Would you print out every entry exactly as given?
____
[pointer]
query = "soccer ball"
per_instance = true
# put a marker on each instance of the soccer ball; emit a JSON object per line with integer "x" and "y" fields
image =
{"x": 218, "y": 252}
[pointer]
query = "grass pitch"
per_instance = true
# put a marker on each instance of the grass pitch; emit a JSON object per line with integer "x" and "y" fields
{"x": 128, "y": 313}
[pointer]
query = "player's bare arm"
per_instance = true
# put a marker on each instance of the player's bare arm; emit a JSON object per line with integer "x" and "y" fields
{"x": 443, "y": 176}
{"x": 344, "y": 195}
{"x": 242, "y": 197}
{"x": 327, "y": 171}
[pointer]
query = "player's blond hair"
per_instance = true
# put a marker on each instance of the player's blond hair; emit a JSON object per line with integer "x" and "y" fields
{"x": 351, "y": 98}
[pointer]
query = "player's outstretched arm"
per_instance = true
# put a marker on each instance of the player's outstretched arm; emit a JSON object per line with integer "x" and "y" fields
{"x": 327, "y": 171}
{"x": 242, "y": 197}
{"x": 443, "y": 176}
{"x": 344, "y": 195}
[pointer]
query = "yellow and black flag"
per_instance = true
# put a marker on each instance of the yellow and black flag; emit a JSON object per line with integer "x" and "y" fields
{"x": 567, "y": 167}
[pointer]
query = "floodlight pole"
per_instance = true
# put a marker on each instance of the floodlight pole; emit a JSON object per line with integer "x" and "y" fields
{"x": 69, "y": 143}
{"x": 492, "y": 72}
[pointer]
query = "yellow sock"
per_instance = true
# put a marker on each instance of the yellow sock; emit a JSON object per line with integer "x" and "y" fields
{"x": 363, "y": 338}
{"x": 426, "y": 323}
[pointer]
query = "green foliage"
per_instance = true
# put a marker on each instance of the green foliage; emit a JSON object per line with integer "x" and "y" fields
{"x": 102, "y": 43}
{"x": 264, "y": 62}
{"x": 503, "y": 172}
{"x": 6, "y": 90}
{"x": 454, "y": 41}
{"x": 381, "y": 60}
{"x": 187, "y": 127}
____
▶ [WRITTEN REPLY]
[pointer]
query = "soccer ball"
per_instance = true
# put a marker on each instance of the soccer ball; emit a JSON object per line with integer "x" and "y" fields
image =
{"x": 218, "y": 252}
[pointer]
query = "grass pitch"
per_instance = true
# put a marker on each instance of the grass pitch; emit a JSON object per line with integer "x" and "y" fields
{"x": 128, "y": 313}
[pointer]
query = "player's bare arm"
per_instance = true
# put a marker on each instance of the player's bare arm; emit a JSON object per line with integer "x" and "y" fields
{"x": 443, "y": 176}
{"x": 344, "y": 195}
{"x": 242, "y": 197}
{"x": 327, "y": 171}
[pointer]
query = "player's blond hair"
per_instance = true
# put a marker on each instance of the player's blond hair; emit a JSON object per line with integer "x" and "y" fields
{"x": 351, "y": 98}
[pointer]
query = "player's outstretched arm"
per_instance = true
# put a marker on each instance of the player's outstretched arm; emit a JSON object per line with integer "x" and "y" fields
{"x": 327, "y": 171}
{"x": 242, "y": 197}
{"x": 443, "y": 176}
{"x": 344, "y": 195}
[pointer]
query = "yellow and black flag"
per_instance = true
# put a marker on each instance of the yellow and black flag; emit a JSON object per line with integer "x" and "y" fields
{"x": 567, "y": 167}
[pointer]
query = "floodlight pole"
per_instance = true
# put a marker on each instance of the floodlight pole; emit a JSON object per line with integer "x" and "y" fields
{"x": 69, "y": 143}
{"x": 492, "y": 72}
[pointer]
query = "yellow sock"
per_instance = true
# put a marker on each instance of the yellow sock; emit a JSON object per line with integer "x" and "y" fields
{"x": 363, "y": 338}
{"x": 426, "y": 323}
[pointer]
query = "green foliage"
per_instance = true
# put a marker on each instance of the green foliage; emit a JSON object per line with integer "x" and "y" fields
{"x": 102, "y": 43}
{"x": 264, "y": 62}
{"x": 503, "y": 172}
{"x": 6, "y": 90}
{"x": 454, "y": 41}
{"x": 381, "y": 60}
{"x": 187, "y": 127}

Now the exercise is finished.